* [Job]:
Skip every line before the one containing "Where can the wheel", then copy that line and the rest of the entries below exactly, through the last line.

* [Data excerpts]:
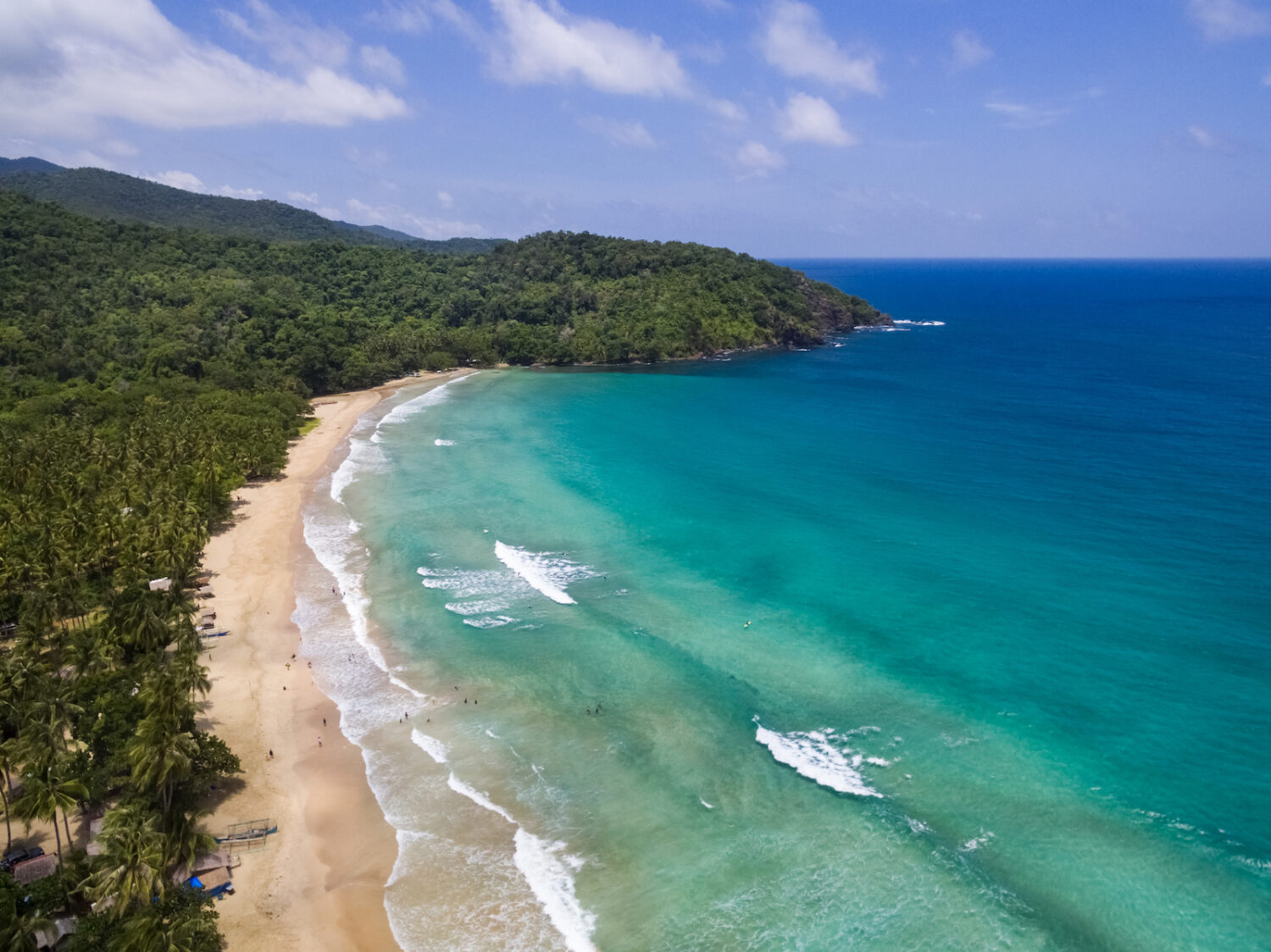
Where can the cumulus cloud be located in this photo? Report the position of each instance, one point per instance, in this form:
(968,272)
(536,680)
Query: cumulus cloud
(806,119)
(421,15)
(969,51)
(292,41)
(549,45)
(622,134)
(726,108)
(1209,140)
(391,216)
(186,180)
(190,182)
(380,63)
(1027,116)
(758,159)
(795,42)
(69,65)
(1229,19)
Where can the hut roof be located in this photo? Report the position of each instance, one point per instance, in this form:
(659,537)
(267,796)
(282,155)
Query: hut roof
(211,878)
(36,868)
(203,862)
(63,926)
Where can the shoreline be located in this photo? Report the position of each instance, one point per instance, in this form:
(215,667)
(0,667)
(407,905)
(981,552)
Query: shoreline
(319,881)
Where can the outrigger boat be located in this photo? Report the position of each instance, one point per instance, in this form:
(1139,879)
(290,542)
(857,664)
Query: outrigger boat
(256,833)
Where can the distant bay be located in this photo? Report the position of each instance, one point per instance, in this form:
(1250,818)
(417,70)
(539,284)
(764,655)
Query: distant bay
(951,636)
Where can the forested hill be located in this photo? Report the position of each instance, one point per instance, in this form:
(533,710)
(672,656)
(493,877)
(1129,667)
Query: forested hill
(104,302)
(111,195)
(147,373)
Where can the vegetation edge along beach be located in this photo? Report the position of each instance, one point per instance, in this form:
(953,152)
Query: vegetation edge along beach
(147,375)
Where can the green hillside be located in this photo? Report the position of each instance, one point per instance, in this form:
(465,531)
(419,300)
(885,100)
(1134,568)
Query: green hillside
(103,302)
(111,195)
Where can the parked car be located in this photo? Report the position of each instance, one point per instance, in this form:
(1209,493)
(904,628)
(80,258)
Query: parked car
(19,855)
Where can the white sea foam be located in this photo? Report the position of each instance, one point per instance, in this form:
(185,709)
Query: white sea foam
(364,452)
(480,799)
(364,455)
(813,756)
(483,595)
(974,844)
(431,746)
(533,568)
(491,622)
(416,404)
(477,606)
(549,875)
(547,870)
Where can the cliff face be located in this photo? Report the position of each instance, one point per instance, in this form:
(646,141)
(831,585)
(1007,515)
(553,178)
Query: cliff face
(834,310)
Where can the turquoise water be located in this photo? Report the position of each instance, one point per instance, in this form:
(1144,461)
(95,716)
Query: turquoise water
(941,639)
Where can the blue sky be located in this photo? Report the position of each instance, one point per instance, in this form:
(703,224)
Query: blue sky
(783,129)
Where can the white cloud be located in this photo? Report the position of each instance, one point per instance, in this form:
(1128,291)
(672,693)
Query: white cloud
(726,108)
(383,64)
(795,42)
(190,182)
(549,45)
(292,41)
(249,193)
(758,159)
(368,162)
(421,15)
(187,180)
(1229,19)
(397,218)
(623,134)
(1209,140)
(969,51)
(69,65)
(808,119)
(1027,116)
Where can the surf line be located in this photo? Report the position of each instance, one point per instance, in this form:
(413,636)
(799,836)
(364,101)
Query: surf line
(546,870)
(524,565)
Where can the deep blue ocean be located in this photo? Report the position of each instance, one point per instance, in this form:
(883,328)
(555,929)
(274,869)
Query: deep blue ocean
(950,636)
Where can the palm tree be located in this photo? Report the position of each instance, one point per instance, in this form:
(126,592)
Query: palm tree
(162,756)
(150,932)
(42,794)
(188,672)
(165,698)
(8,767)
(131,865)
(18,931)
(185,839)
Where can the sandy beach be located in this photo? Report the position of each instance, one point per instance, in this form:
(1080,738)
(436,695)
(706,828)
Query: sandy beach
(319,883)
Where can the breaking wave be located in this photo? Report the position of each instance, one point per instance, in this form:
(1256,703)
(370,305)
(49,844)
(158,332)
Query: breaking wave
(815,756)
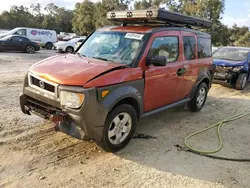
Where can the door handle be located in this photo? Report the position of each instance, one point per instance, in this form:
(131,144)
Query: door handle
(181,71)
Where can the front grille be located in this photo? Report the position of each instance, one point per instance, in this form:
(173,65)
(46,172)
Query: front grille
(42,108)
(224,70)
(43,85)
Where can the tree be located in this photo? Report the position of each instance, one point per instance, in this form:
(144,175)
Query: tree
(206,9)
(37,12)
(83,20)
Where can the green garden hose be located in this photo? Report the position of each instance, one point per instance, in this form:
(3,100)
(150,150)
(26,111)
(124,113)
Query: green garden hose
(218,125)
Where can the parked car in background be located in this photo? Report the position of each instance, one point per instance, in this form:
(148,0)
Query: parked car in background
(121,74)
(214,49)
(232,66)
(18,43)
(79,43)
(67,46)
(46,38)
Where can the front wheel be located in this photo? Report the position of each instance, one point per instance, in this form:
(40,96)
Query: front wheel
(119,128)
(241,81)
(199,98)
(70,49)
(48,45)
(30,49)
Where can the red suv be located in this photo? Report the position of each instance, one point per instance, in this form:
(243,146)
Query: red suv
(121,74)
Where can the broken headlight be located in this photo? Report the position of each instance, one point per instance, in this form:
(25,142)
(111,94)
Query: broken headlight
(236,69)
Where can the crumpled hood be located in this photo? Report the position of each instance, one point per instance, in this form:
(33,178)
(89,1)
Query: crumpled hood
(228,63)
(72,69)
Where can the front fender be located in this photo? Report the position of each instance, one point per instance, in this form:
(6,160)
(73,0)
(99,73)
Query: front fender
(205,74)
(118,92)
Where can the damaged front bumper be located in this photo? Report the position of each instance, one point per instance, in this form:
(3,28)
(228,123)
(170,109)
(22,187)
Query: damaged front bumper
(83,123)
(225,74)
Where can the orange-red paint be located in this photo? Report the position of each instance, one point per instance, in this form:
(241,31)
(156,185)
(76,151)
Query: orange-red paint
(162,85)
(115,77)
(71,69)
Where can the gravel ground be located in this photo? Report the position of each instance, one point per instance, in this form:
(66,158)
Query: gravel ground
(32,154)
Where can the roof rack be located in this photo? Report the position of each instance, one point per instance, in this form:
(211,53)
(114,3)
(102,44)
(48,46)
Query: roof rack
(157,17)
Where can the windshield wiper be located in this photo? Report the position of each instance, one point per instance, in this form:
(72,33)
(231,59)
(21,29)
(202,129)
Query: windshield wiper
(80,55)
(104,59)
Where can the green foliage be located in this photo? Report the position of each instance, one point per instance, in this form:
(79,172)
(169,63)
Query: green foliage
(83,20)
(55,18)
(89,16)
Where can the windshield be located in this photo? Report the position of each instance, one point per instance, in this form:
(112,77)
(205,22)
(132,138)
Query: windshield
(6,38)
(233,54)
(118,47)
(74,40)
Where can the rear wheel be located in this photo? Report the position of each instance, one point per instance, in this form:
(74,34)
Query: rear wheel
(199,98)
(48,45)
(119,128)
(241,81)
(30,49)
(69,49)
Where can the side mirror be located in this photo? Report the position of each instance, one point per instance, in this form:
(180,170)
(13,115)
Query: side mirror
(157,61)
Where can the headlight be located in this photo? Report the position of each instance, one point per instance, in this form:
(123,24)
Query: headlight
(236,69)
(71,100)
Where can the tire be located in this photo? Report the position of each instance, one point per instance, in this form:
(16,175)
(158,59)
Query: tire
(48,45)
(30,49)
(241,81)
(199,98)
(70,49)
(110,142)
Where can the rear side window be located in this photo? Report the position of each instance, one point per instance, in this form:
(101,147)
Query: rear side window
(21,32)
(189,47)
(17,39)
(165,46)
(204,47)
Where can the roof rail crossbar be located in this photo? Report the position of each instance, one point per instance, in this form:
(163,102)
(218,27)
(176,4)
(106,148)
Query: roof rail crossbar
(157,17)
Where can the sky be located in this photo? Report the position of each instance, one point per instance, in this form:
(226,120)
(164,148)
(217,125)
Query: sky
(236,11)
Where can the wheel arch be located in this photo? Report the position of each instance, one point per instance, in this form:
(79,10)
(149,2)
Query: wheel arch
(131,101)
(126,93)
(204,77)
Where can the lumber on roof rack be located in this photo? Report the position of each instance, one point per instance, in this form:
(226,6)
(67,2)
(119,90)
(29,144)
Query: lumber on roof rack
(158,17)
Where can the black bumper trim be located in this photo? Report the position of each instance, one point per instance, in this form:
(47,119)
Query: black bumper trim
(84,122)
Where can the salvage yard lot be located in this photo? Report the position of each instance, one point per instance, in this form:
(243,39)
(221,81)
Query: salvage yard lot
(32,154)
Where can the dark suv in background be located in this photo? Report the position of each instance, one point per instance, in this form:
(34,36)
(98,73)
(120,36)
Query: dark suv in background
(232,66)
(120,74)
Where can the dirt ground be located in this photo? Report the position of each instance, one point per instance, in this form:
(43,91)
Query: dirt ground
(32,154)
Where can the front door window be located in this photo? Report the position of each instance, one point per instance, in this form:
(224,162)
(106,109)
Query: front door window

* [Written solution]:
Where can the wheel arch be located in this photo? Report the position of each instance, one point per instance, in this form:
(79,10)
(149,2)
Query: wheel arch
(131,101)
(126,93)
(204,77)
Where can the lumber on roof rack be located in this photo? Report the position of each instance, one point per instance, in this form:
(226,6)
(67,2)
(119,90)
(29,144)
Query: lumber on roof rack
(158,17)
Where can the black bumper trim be located in this photo? Report the position of each instance, one point per instance, in this form:
(47,119)
Query: black bumper trim
(84,122)
Where can the salvage yard lot be located in this photo? Report the position of each instance, one point per instance, in this form:
(243,39)
(221,81)
Query: salvage yard lot
(32,154)
Where can the dark suv in background be located in this photo? Report the position of each instance, one point per instance, in this form:
(34,36)
(98,73)
(120,36)
Query: dark suv in background
(232,66)
(120,74)
Where can the dirt ground be located in this photo? Report the position of each instance, one point per instance, in this form:
(43,91)
Query: dirt ground
(32,154)
Where can the front door window be located in this photo? Report the position of each instance, one point per instance, in this form:
(224,162)
(106,109)
Query: front door window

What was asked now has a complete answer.